TRECHO FORNECIDO ▸
----------

NO RECREIO: Exausta da pós-modernidade
Sempre que preciso escrever o termo “sujeito feminista pós-pós-estruturalista” na minha dissertação de mestrado, eu lembro por que estou tão cansada. Pior do que escrever, só mesmo ter um espaço reservado no meu cérebro exclusivamente para memorizar e processar o que ele significa, coisa que infelizmente também faz parte da minha realidade. Não há paz.
Pesquisar e escrever sobre um universo que inclui conceitos como “sujeito feminista pós-pós-estruturalista” é, na maior parte do tempo, um enorme prazer, mas também cansa. Viver esse universo da pós-modernidade e ter meu cérebro adestrado para operar nessa mesma frequência frenética (com o toque extra de fragmentação e velocidade adquirido por todo o tempo que passo nas redes sociais), ainda mais sem sair de casa, tendo toda a minha existência mediada por telas, criou em mim uma fadiga que simplesmente não passa. Nothing’s real. Everything is far away. Everything is a copy of a copy of a copy.
Eram pra ser só 15 dias, mas de repente virei uma pessoa que sente vontade de citar frases d‘O Clube da Luta por aí. Alguns dias são piores que outros e esse fim de semana foi um deles (estou extremamente menstruada). Diante da impossibilidade de jogar tudo pro alto e morar no meio do mato (eu jamais faria isso, não suportaria os insetos), recorri ao que gosto de chamar de Limpador de Paladar Para a Mente, algo que talvez você conheça por aí como o subgênero cinematográfico Filmes de Hominho: numa tarde de sábado modorrenta, decidi assistir Top Gun - Ases Indomáveis pela primeira vez.

----------

EXPLORE O MATERIAL ▸
• A. No trecho sobre o cansaço causado pela pós-modernidade, que filme a narradora decidiu assistir pela primeira vez numa tarde de sábado?
• B. Retome o trecho sobre o cansaço causado pela pós-modernidade logo após a última frase e dê continuidade a ele em um ou dois parágrafos.
Os registros constituem um material à parte, sem ligação com o trecho.

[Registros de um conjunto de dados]

----------

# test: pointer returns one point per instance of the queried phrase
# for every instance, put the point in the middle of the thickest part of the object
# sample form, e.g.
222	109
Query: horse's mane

----------

LISTA DE RESPOSTAS ▸
• A. Top Gun - Ases Indomáveis.

• B.
DJ, sobe o som.
Berlin - Take My Breath Away (Official Video)
Ao longo da semana passada, peguei pelo menos uns três anúncios do filme nos comerciais da Globo. Não sei por que eles toparam gastar tanto tempo de propaganda com um filme de 1986 que seria exibido num sábado à tarde, mas a verdade é que a música tema é tão poderosa que me lembrou que um dos pontos altos da minha infância eram os anúncios da programação da Sessão da Tarde especial de férias ou de Dia das Crianças. Achei que resgatar esse sentimento seria uma boa forma de apaziguar meu cansaço pós-moderno - porém preferi prestigiar Top Gun - Ases Indomáveis com legendas na Netflix. Nem sempre viver no futuro é tão ruim assim.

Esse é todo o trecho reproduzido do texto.